To do: Go through the entries one line at a time, and gather every line that has the word "plumbago".

Information:

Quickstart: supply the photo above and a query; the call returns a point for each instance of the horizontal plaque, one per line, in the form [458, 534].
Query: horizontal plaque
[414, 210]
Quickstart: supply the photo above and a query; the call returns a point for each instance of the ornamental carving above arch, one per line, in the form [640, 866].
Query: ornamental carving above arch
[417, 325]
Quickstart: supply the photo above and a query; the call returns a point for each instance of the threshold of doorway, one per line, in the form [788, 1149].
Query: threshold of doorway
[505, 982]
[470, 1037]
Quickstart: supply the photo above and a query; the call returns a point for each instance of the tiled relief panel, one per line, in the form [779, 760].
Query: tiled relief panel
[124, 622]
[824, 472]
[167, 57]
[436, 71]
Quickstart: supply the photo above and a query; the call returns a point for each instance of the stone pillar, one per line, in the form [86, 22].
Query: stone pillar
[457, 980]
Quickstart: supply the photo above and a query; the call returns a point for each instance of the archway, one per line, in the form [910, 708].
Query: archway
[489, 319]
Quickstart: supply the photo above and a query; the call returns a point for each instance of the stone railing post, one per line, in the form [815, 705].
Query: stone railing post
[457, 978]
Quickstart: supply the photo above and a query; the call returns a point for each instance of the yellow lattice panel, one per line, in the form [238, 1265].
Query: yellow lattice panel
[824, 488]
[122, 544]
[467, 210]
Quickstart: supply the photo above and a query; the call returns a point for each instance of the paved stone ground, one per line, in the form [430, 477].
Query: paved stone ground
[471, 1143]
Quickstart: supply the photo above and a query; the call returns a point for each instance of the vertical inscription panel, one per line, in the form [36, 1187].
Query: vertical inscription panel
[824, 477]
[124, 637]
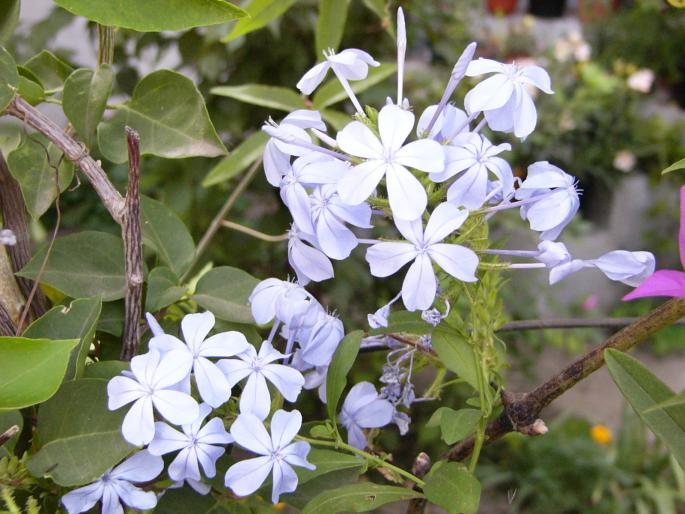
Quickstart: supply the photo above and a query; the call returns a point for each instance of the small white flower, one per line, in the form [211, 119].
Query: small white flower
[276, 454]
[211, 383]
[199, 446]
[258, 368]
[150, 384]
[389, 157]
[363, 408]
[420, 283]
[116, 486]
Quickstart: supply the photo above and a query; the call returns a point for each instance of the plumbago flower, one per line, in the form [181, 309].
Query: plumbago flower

...

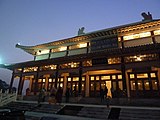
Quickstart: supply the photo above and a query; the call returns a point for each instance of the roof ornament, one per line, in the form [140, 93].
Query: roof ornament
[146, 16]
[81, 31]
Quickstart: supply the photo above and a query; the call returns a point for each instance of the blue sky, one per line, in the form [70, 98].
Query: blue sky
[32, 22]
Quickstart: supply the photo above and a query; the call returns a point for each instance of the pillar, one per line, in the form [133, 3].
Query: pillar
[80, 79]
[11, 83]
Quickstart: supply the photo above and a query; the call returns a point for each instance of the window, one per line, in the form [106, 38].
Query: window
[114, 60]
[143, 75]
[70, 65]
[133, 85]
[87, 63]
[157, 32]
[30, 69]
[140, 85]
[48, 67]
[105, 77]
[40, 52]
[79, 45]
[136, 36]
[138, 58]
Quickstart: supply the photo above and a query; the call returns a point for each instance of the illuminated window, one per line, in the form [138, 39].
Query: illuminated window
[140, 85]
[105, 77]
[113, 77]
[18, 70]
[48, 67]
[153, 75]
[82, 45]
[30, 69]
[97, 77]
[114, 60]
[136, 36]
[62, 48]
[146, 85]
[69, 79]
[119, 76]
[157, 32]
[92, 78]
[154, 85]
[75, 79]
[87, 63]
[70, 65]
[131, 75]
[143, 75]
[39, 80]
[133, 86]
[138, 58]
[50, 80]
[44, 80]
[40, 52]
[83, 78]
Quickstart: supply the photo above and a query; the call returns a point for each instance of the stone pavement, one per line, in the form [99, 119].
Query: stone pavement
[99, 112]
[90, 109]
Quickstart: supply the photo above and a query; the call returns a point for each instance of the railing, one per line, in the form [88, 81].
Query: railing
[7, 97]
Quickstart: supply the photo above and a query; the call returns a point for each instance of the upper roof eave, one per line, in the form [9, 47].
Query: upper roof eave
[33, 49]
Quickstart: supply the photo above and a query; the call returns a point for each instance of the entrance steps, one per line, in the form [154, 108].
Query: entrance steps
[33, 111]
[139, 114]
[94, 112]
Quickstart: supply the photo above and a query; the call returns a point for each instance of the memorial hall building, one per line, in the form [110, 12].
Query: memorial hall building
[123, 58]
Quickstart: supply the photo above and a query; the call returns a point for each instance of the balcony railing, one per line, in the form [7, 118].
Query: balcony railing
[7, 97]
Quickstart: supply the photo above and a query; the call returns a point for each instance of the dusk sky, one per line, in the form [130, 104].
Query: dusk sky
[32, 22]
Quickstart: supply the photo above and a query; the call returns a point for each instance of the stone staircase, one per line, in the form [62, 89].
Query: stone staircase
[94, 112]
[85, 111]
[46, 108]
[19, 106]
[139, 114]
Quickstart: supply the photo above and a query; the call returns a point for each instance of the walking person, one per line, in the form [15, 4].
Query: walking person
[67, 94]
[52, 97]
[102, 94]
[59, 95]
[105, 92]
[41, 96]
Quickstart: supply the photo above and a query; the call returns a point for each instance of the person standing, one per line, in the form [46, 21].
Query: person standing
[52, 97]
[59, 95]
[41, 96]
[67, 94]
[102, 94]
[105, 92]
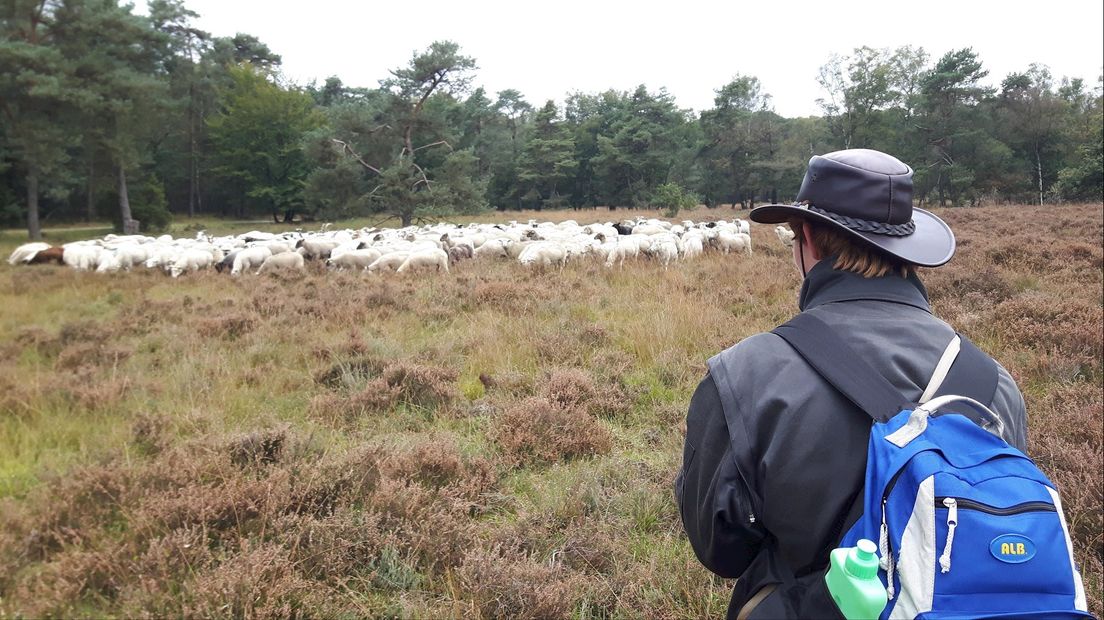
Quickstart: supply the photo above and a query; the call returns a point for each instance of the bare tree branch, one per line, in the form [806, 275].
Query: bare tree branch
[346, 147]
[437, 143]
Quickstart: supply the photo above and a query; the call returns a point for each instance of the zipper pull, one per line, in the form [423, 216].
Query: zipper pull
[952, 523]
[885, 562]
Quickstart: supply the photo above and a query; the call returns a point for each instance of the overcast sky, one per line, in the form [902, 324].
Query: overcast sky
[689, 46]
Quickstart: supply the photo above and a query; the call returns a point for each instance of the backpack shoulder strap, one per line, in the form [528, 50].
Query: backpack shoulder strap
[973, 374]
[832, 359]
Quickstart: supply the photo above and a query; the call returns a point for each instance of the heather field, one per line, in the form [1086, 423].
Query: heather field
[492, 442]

---

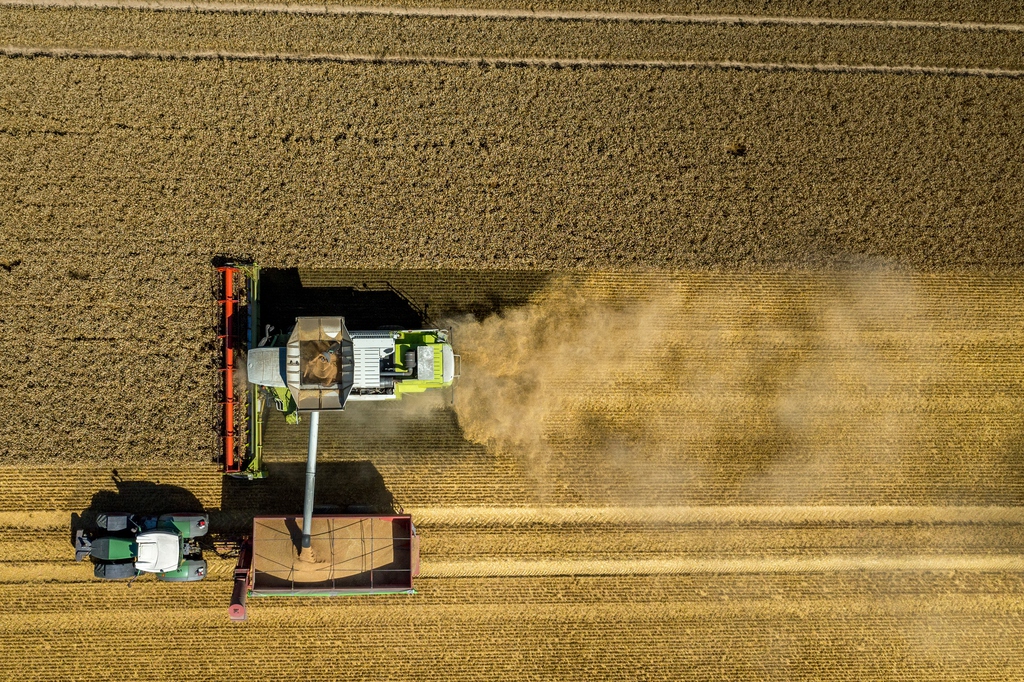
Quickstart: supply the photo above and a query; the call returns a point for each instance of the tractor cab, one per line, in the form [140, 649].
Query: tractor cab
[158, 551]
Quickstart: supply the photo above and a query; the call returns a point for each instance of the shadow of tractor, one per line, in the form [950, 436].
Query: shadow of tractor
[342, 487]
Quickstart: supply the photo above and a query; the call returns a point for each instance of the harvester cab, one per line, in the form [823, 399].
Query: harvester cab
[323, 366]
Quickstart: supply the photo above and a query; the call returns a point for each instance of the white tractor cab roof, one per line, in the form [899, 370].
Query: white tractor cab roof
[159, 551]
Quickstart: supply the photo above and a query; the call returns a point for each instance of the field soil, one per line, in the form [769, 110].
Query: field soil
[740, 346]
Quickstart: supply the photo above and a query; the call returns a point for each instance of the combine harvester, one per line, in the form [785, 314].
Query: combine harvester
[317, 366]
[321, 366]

Exercise solution:
Quickstart: supply the photo above and a query; the call returns a point for each instance of the plumbago flower, one per line, in the form [181, 309].
Query: plumbago flower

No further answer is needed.